- [Extracted information]:

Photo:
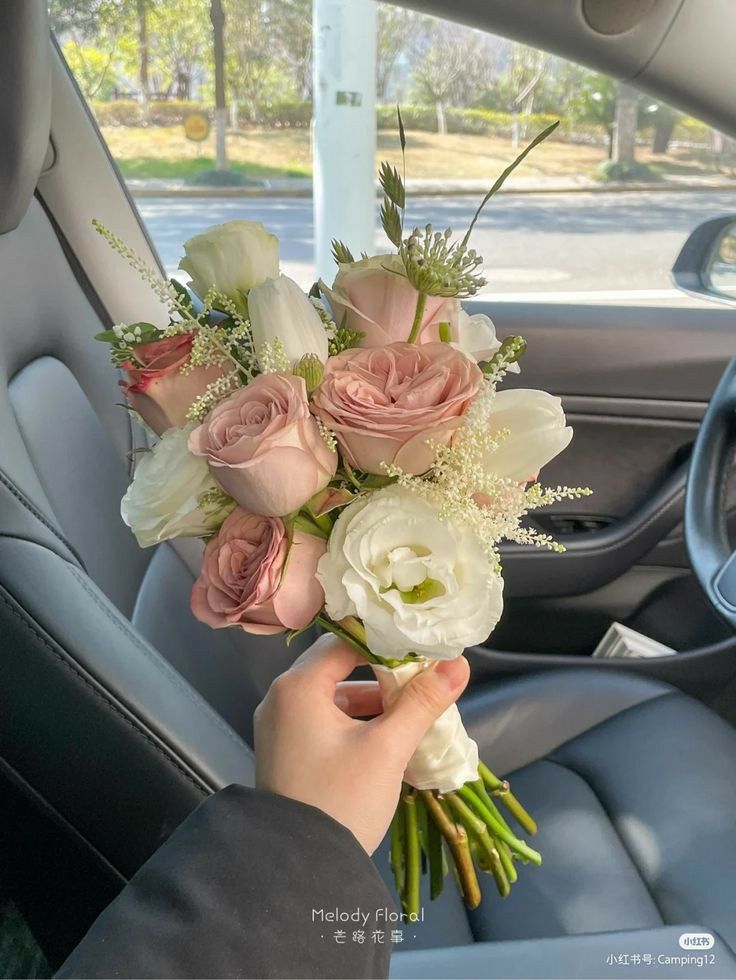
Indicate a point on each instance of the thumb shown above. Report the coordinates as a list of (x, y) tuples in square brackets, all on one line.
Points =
[(423, 700)]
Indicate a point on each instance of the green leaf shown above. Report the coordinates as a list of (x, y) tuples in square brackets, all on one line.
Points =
[(539, 138), (391, 221), (392, 184), (510, 351), (341, 253), (183, 293), (148, 332)]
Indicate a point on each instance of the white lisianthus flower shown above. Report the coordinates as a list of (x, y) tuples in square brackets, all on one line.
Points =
[(280, 311), (537, 432), (231, 258), (162, 502), (420, 584)]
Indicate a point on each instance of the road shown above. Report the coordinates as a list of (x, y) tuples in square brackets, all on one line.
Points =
[(549, 243)]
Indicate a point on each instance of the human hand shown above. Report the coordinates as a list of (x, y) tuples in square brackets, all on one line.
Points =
[(310, 745)]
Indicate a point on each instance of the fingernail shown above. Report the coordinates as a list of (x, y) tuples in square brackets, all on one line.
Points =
[(342, 702), (453, 674)]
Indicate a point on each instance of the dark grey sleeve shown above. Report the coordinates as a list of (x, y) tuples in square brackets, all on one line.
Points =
[(248, 886)]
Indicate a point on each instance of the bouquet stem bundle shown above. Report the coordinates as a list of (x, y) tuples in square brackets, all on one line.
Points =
[(465, 825), (349, 462)]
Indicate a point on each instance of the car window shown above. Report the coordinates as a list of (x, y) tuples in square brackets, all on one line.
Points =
[(599, 212)]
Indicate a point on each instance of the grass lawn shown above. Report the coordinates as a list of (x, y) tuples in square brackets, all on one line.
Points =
[(164, 151)]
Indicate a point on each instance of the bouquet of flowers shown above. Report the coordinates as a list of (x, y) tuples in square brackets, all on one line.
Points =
[(350, 462)]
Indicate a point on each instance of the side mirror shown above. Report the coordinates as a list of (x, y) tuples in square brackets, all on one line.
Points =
[(706, 265)]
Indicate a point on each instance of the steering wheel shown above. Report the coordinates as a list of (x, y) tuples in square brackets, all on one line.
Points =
[(713, 562)]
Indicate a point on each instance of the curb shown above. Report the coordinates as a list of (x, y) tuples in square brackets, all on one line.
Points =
[(446, 190)]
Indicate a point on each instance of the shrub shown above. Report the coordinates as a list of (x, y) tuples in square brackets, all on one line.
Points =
[(281, 115), (130, 113)]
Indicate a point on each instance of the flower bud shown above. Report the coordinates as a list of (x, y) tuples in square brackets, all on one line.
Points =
[(311, 369)]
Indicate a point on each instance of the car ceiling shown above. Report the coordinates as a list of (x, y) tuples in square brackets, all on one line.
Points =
[(681, 51)]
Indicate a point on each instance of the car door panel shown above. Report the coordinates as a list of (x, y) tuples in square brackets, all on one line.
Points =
[(635, 382)]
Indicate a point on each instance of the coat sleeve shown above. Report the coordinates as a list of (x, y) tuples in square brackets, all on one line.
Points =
[(248, 886)]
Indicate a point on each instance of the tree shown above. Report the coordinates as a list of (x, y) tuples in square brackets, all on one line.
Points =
[(663, 119), (290, 26), (396, 26), (253, 76), (179, 44), (142, 8), (595, 103), (96, 37), (217, 16), (90, 67)]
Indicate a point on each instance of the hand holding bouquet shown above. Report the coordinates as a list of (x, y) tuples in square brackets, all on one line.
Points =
[(350, 462)]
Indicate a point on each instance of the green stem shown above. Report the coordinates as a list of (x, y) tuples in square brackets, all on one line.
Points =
[(310, 525), (457, 840), (501, 788), (434, 856), (521, 848), (332, 627), (413, 869), (504, 852), (418, 317), (479, 788), (323, 522)]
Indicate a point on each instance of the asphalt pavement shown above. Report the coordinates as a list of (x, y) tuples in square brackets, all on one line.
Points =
[(623, 242)]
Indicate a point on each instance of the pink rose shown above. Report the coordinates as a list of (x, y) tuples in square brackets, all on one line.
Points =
[(385, 404), (264, 447), (375, 297), (155, 387), (251, 578)]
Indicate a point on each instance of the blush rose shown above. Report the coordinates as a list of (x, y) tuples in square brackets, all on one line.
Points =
[(264, 447), (385, 404), (155, 387), (374, 296), (252, 578)]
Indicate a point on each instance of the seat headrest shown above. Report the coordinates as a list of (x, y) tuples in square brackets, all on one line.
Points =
[(25, 104)]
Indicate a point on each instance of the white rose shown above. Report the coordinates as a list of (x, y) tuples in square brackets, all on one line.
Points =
[(537, 432), (419, 584), (231, 258), (279, 310), (476, 336), (162, 500)]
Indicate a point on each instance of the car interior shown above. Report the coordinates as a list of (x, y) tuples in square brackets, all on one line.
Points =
[(119, 713)]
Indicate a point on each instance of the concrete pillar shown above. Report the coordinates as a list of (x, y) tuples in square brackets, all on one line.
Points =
[(344, 134)]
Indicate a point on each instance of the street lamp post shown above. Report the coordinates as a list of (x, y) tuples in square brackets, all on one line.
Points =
[(344, 133)]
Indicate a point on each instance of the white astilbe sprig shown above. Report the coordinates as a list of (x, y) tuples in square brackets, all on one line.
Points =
[(215, 392), (272, 358), (464, 488), (163, 289)]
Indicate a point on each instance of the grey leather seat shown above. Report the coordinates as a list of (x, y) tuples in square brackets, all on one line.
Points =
[(119, 713), (634, 786)]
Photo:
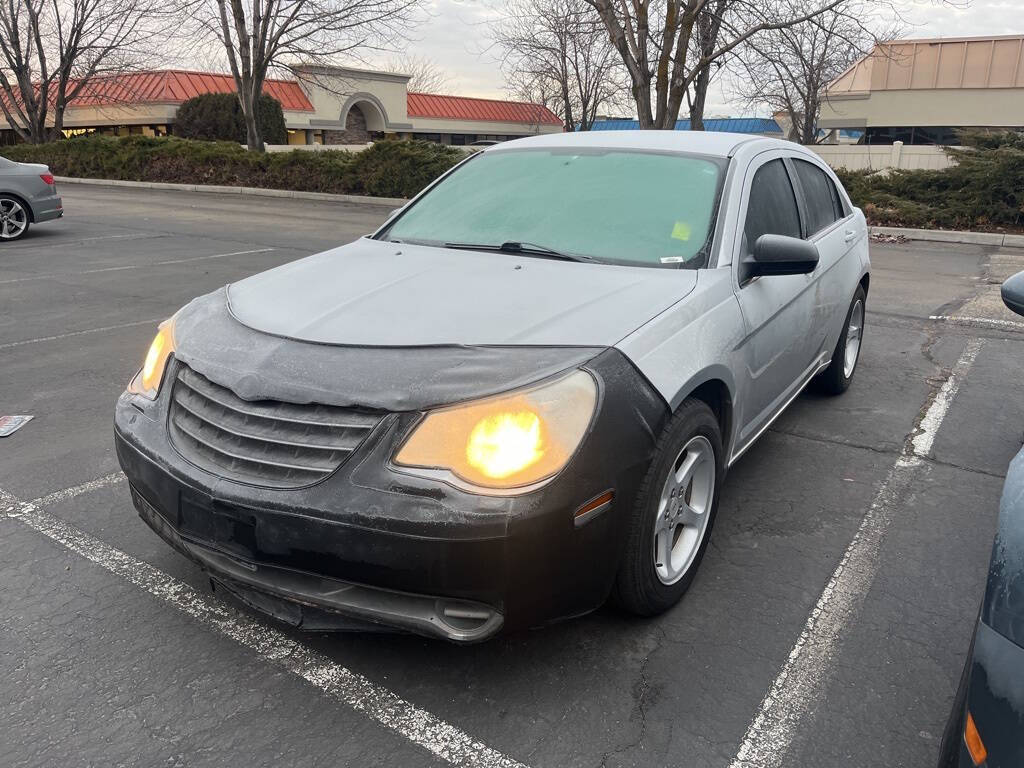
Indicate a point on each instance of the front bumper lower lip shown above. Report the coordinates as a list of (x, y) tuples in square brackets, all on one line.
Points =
[(322, 603)]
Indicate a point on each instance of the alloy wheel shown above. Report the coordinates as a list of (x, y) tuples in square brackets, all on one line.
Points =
[(854, 333), (683, 510), (13, 218)]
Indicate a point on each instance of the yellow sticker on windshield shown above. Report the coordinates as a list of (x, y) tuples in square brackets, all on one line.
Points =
[(681, 230)]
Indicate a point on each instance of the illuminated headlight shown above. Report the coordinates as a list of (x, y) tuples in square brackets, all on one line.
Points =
[(146, 381), (508, 441)]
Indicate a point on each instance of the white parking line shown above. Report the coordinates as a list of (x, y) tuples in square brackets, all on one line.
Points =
[(61, 496), (152, 321), (985, 322), (418, 726), (798, 688), (132, 266)]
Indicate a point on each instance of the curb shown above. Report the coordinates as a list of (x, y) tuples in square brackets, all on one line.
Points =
[(952, 236), (256, 192)]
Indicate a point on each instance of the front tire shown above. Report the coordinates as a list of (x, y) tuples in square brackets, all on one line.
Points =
[(836, 379), (13, 218), (672, 518)]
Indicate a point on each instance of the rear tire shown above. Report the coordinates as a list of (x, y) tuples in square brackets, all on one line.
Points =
[(672, 518), (13, 218), (837, 378)]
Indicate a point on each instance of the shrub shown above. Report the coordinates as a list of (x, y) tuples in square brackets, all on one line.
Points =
[(217, 117), (984, 189), (388, 168)]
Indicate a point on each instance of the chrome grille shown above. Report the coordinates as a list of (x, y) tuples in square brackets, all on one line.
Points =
[(264, 442)]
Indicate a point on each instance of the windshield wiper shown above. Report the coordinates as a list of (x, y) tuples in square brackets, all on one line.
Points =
[(527, 249)]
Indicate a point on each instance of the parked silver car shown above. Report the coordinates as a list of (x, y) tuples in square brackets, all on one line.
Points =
[(516, 398), (28, 195)]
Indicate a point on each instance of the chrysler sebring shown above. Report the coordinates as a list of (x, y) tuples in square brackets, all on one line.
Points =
[(516, 399)]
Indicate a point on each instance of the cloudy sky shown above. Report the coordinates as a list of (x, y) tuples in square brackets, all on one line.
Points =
[(454, 37)]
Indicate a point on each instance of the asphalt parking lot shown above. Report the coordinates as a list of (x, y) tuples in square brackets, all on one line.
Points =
[(827, 626)]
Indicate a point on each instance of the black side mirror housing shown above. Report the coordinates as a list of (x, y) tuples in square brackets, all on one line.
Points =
[(1013, 293), (779, 254)]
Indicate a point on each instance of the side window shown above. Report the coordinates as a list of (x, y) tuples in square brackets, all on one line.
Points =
[(772, 207), (823, 206)]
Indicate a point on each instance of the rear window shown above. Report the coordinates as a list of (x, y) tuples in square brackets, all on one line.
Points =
[(622, 207)]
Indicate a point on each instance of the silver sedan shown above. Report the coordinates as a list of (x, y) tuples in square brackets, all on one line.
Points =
[(517, 398), (28, 196)]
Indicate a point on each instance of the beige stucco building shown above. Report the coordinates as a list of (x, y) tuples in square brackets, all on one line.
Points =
[(921, 91), (330, 105)]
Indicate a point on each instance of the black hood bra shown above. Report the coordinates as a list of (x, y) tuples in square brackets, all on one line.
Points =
[(258, 366)]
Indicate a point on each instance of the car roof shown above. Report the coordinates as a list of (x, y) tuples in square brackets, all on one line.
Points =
[(701, 142)]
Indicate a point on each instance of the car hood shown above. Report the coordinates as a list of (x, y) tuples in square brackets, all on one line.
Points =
[(1003, 608), (373, 293)]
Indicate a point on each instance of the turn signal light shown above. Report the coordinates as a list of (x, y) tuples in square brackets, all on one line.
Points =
[(973, 740)]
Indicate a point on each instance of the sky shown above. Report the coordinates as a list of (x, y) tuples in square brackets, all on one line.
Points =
[(454, 36)]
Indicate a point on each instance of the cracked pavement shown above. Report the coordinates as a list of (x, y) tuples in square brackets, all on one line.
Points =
[(99, 673)]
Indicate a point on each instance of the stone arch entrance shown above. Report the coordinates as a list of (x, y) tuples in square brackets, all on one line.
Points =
[(364, 118)]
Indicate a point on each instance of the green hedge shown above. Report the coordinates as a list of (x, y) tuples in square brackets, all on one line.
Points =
[(218, 117), (984, 189), (397, 169)]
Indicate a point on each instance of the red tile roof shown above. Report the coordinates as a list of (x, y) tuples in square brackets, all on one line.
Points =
[(464, 108), (175, 86)]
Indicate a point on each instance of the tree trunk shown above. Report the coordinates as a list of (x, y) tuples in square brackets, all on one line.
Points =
[(699, 98), (253, 140)]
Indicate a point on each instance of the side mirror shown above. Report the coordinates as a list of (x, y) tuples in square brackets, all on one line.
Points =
[(778, 254), (1013, 293)]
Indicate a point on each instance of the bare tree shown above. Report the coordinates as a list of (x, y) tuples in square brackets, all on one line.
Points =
[(788, 69), (664, 53), (52, 51), (557, 52), (427, 76), (286, 34)]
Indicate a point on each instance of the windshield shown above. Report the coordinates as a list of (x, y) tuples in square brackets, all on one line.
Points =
[(625, 207)]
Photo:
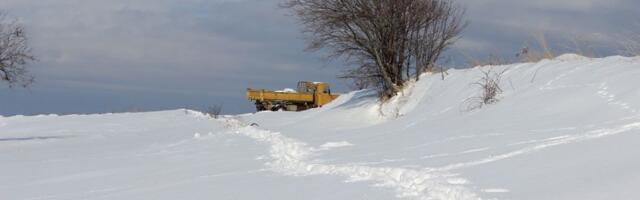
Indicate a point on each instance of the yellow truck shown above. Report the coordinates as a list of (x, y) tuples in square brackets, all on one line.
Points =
[(309, 95)]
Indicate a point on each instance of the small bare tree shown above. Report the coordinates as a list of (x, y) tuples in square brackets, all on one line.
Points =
[(15, 53), (489, 83), (385, 39)]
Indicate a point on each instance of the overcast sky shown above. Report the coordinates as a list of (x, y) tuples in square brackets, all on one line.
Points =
[(97, 56)]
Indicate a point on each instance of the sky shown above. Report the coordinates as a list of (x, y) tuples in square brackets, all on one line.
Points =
[(97, 56)]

- [Exercise details]:
Copy out, word for word, everything in the records above from the line containing "Indicate a point on each instance of the rear window" down to the line containing "[(973, 740)]", including both of those lines.

- [Answer below]:
Indicate a point on each instance of the rear window shown above. Report the coordinates as a list of (x, y) tuples in square brackets, all on one line.
Points =
[(622, 207)]
Indicate a point on each instance of the silver sedan shown above. Report the coordinates as a list of (x, y) tuples in square brackets, all on one line.
Points =
[(517, 398), (28, 196)]
Indicate a point on each instance of the beige stucco building shown above. Report the coordinates as a list of (x, y) tuples in square brackets, all on one line.
Points =
[(921, 91), (330, 105)]
Indicate a point on each instance of the black hood bra shown above. Report the coordinates as a list of (x, y) tuples in square brackets, all on one line.
Points =
[(258, 366)]
Indicate a point on each instance of the car roof shown above. Report the coordinates as a list of (x, y) tuples in square brackets, all on one line.
Points =
[(701, 142)]
Indicate a point on each instance of the car hood shown above. Report the coordinates as a list of (x, y) tuples in square brackets, all on one line.
Points =
[(1003, 608), (373, 293)]
Indicate a point on each instance of the turn signal light shown above. Report the coordinates as a list of (x, y) tuples in square brackets, all on one line.
Points =
[(973, 740)]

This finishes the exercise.